The destruction that drug addiction brings to users, dealers and their families shook a Tazewell County courtroom Thursday, when one East Peoria resident was sentenced for killing another with heroin laced with another deadly drug.

Karen McIntyre, 32, said her arrest for the December 2015 death of Daniel Vickers, 46, “probably saved my life” from the fate of her mother and brother, who she said died of heroin overdoses.

She shuddered when she heard she’ll spend it in prison over at least the next 12 years, what remains of the maximum 18-year term she received for drug-induced homicide.

“These are difficult cases, but this court is getting tired of them,” Circuit Judge Steven Kouri said in McIntyre’s sentencing hearing. “The message must go out, if you continue to deal (heroin), you’re going to pay a stiff price.”

An undercover police detective testified that McIntyre twice sold him heroin a month after Vickers’s death.

Death by heroin “blows a hole in the hearts of those left behind, and it’s never repaired,” Kouri said.

Exercise requirements =>
Answer these questions using the news story about the heroin sentencing:
1. How old was Karen McIntyre?
2. How long was the maximum prison term she received?
3. What is the name of the circuit judge who spoke at her sentencing hearing?
The records that come next were taken from a different source than the text.

(Stored data entries)
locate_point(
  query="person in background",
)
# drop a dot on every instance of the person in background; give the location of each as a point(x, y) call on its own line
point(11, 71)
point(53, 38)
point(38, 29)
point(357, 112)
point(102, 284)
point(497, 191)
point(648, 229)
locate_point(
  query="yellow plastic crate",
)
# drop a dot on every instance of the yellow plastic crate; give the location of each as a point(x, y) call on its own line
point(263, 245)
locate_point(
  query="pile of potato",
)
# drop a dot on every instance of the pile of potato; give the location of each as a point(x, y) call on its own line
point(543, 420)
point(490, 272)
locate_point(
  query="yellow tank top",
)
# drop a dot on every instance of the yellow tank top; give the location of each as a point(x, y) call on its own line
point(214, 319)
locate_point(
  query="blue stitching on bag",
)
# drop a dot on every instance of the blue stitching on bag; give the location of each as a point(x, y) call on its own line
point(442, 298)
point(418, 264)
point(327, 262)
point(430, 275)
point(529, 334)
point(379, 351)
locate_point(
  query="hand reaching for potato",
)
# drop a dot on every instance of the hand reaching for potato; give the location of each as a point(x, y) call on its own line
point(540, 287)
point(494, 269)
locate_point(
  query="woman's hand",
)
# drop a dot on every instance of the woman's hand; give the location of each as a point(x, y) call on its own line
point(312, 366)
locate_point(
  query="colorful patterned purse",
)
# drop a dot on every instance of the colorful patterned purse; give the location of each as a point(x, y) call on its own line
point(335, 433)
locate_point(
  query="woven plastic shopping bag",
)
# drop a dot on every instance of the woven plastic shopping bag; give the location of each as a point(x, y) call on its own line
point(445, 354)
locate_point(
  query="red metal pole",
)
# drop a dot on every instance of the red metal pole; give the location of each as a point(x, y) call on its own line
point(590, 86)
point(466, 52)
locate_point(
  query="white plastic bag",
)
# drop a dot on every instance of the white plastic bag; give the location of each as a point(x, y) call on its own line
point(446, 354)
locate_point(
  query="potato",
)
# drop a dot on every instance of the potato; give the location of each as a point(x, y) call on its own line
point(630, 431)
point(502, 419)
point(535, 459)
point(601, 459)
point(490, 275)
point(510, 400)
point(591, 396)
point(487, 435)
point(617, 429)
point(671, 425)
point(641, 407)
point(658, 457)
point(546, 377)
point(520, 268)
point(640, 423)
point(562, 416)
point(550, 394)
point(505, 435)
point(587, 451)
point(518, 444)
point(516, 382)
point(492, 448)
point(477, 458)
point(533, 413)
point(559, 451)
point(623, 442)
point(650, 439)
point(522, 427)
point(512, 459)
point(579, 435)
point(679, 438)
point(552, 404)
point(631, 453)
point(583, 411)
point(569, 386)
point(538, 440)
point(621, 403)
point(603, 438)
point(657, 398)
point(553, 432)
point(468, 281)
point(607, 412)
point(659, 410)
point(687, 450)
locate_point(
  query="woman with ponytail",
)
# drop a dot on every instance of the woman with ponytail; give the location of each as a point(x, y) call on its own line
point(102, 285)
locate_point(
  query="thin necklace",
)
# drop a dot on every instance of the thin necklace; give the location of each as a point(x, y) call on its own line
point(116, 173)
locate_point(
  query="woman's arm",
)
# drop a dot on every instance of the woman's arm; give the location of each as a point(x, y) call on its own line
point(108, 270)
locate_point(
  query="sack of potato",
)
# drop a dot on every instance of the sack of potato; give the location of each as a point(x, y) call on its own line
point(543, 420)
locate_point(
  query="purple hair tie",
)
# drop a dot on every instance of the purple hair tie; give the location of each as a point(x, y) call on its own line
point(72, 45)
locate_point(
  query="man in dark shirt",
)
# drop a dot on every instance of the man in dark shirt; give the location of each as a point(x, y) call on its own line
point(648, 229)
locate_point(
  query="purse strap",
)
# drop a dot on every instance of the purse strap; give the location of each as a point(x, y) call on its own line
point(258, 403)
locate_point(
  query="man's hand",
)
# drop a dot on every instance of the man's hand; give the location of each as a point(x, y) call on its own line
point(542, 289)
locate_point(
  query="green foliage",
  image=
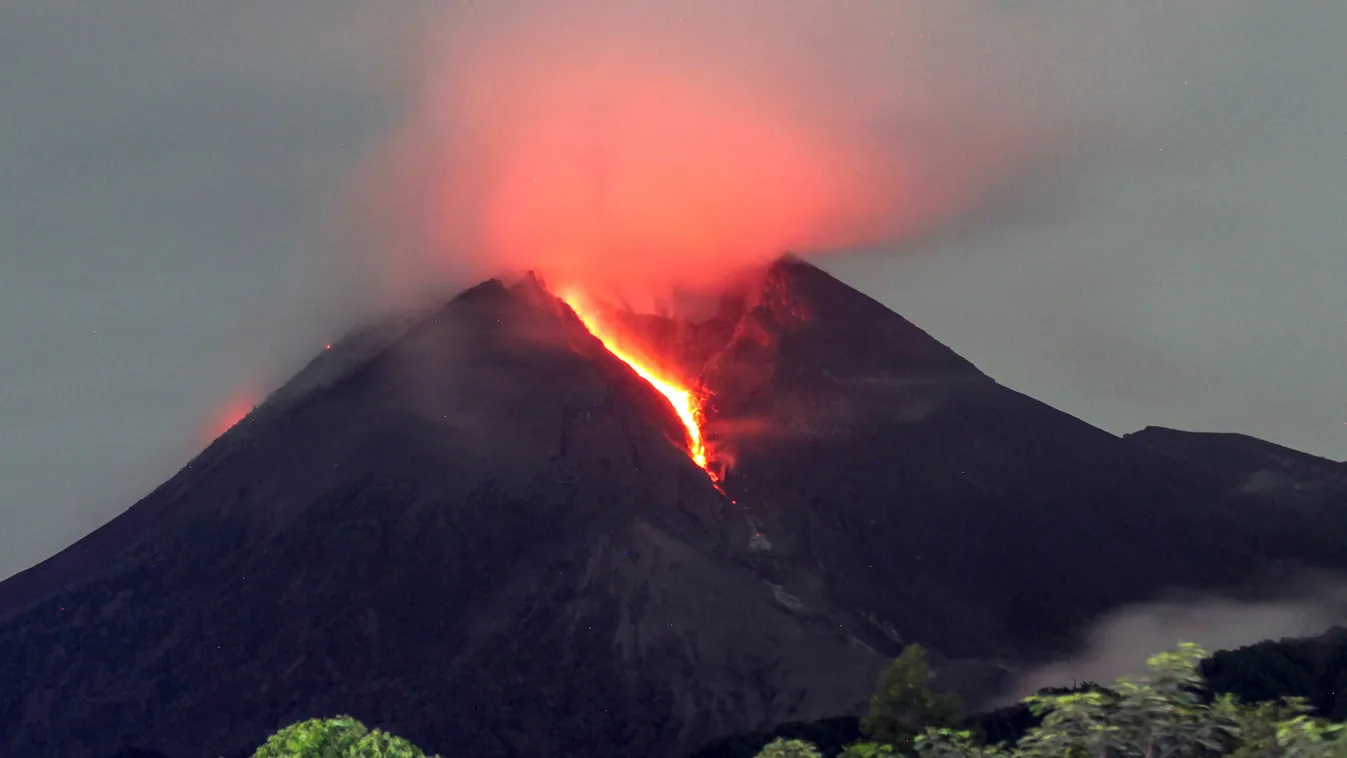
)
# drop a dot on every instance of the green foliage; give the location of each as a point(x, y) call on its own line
point(342, 737)
point(790, 749)
point(903, 703)
point(1163, 715)
point(868, 750)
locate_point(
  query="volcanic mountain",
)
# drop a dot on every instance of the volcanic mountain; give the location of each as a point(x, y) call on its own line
point(482, 531)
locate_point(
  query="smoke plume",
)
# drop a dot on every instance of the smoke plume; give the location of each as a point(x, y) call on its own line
point(645, 147)
point(1120, 642)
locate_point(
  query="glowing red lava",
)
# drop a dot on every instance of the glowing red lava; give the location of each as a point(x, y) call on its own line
point(686, 403)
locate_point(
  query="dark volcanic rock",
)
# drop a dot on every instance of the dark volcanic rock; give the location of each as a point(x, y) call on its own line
point(480, 531)
point(481, 539)
point(950, 508)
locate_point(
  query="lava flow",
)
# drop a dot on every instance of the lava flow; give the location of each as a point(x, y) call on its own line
point(684, 401)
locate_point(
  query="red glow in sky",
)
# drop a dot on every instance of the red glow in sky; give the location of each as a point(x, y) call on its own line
point(228, 415)
point(632, 148)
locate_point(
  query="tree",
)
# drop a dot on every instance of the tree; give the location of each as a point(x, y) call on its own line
point(780, 747)
point(342, 737)
point(903, 704)
point(1163, 715)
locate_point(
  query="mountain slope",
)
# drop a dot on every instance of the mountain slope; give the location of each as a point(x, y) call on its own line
point(482, 532)
point(482, 539)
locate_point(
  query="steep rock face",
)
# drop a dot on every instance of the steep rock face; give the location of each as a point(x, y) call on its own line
point(950, 508)
point(1287, 496)
point(481, 539)
point(1247, 465)
point(481, 531)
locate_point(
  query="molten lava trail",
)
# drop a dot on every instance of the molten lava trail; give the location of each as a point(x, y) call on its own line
point(683, 400)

Exercise answer =>
1. 32
2. 18 years
3. Steven Kouri